What the exercise asks: What lines of the data below hold "background"? Show them.

[Natural language region descriptions]
--------------------

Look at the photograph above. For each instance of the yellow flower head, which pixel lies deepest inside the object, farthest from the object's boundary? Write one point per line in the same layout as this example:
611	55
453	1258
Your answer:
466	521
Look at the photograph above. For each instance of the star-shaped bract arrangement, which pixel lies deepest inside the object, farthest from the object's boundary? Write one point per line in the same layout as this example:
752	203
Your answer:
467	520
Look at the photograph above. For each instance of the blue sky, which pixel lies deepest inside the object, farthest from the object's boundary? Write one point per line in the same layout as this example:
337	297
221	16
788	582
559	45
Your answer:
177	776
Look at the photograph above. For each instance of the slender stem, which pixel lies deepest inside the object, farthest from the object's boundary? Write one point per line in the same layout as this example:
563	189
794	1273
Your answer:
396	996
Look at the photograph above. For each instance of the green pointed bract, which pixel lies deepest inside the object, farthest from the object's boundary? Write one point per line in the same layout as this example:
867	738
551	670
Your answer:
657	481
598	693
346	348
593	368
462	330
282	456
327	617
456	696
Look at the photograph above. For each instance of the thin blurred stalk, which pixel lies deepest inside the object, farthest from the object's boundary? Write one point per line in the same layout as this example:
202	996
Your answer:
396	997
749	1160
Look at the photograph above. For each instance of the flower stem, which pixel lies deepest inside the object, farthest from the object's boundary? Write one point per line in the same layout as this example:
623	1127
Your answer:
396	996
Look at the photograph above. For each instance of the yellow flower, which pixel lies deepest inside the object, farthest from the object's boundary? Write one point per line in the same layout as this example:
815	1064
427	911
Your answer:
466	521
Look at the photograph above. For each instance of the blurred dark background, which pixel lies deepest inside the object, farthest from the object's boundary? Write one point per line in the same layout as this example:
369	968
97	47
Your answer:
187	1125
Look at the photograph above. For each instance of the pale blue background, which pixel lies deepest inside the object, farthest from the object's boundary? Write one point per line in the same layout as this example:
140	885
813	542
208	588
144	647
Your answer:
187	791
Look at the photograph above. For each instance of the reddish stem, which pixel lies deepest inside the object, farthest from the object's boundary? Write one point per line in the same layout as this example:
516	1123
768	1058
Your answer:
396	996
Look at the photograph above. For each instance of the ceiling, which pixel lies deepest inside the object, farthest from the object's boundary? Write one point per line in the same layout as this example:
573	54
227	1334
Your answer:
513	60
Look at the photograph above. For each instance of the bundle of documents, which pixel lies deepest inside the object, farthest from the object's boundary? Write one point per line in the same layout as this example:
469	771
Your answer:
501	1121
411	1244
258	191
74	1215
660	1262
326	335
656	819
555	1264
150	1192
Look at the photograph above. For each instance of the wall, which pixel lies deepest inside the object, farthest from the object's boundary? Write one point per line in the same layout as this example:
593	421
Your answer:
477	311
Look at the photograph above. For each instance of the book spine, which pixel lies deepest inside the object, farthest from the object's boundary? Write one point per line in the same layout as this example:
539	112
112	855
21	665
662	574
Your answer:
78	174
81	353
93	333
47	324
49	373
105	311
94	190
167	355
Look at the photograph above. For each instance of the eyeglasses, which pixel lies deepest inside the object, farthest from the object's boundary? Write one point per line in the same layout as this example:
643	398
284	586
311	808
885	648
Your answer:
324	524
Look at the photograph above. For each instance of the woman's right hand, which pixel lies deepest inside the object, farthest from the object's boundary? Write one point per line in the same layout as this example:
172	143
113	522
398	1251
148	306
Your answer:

--------------------

Task answer:
Look at the photograph above. For each instance of the blurred dark background, which pixel lies deepest inside the object, farthest from the object's boundary? Write one point per line in the same layout as this example:
Look at the photograph above. For each instance of the pale blue background, which pixel lies deepest inside the object, farthest from the object's boundary? Write one point per line in the same layout as this example:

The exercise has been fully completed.